** begin Input material **

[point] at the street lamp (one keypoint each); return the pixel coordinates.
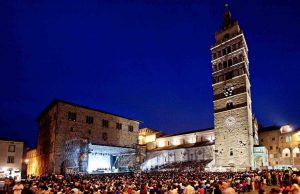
(26, 161)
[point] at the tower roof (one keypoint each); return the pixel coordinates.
(227, 20)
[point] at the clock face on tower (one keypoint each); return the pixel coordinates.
(228, 90)
(229, 121)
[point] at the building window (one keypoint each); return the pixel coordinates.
(229, 49)
(89, 120)
(71, 116)
(11, 148)
(105, 123)
(229, 63)
(225, 64)
(229, 105)
(10, 159)
(219, 66)
(130, 128)
(224, 51)
(214, 55)
(118, 125)
(229, 75)
(234, 47)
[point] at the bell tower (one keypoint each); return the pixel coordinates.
(231, 96)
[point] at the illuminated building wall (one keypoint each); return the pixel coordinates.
(64, 121)
(190, 146)
(11, 158)
(283, 144)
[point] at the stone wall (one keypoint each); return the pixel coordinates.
(157, 158)
(55, 129)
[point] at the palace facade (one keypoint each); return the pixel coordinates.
(75, 138)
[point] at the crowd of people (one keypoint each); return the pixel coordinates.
(161, 182)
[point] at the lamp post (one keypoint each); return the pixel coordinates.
(26, 161)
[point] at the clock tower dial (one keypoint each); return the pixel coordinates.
(231, 91)
(228, 90)
(229, 121)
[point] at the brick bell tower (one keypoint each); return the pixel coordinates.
(232, 97)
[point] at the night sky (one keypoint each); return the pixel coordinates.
(147, 60)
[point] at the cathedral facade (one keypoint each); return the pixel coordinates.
(75, 136)
(233, 118)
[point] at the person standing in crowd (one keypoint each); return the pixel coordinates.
(295, 189)
(189, 189)
(17, 188)
(227, 189)
(248, 183)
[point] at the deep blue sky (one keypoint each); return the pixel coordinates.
(149, 60)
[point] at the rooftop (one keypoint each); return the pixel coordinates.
(56, 101)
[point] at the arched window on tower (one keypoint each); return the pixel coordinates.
(224, 51)
(229, 105)
(234, 60)
(215, 68)
(240, 44)
(226, 37)
(229, 62)
(229, 49)
(233, 47)
(296, 152)
(241, 58)
(219, 66)
(225, 64)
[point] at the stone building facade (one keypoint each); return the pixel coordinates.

** end Input material **

§ **Exercise aim**:
Please retype all of the entries above word for word, leaving out the pictures.

§ **Exercise response**:
[point] at the street lamp (one keypoint each); return the pixel coordinates.
(26, 161)
[point] at the tower roof (one keypoint each); return the pixel coordinates.
(227, 20)
[point] at the clock face on tower (one keypoint each); return the pixel coordinates.
(228, 90)
(229, 121)
[point] at the building window (one keypoint each); return the pixel coordinates.
(229, 49)
(89, 120)
(71, 116)
(11, 148)
(105, 123)
(229, 63)
(225, 64)
(229, 105)
(10, 159)
(219, 66)
(130, 128)
(224, 51)
(214, 55)
(118, 125)
(229, 75)
(234, 47)
[point] at the bell tower (one keypoint each); return the pixel coordinates.
(231, 96)
[point] at the illuminated building wall (one keypoint each); return the pixel coordinates.
(64, 121)
(190, 146)
(11, 158)
(283, 144)
[point] at the stone wall (one keypoint each); return the pixel coordinates.
(157, 158)
(55, 129)
[point] at the palace facade (one keypoint each); return the pixel coordinates.
(75, 138)
[point] at the crowd of people (one keypoint each); return the pixel coordinates.
(161, 182)
[point] at the lamp post (one keypoint each); return the pixel coordinates.
(26, 161)
[point] at the clock tower dial (one keypoint each); return the pixel coordinates.
(231, 91)
(228, 90)
(229, 121)
[point] at the brick bell tower (one keypoint each); return the pixel coordinates.
(232, 97)
[point] at the night sky (one keypoint each); return the pixel coordinates.
(147, 60)
[point] at the cathedral facade (one keypoint each); return the pixel coordinates.
(75, 136)
(233, 118)
[point] at the person standing in crowd (one keypoint each); return the pixel coordinates.
(295, 189)
(189, 189)
(17, 188)
(227, 189)
(248, 183)
[point] at the deep blue sky (one keypoint each); return the pixel coordinates.
(149, 60)
[point] at the rooftop (one keypoint each); return the pixel coordinates.
(56, 101)
[point] at the arched window on tower (one keypoint each); return the pixel coordinates.
(224, 51)
(229, 105)
(234, 60)
(215, 68)
(240, 44)
(226, 37)
(229, 62)
(229, 49)
(233, 47)
(296, 152)
(241, 58)
(219, 66)
(225, 64)
[point] at the stone building facade (one keypoint each); return the pixel coordinates.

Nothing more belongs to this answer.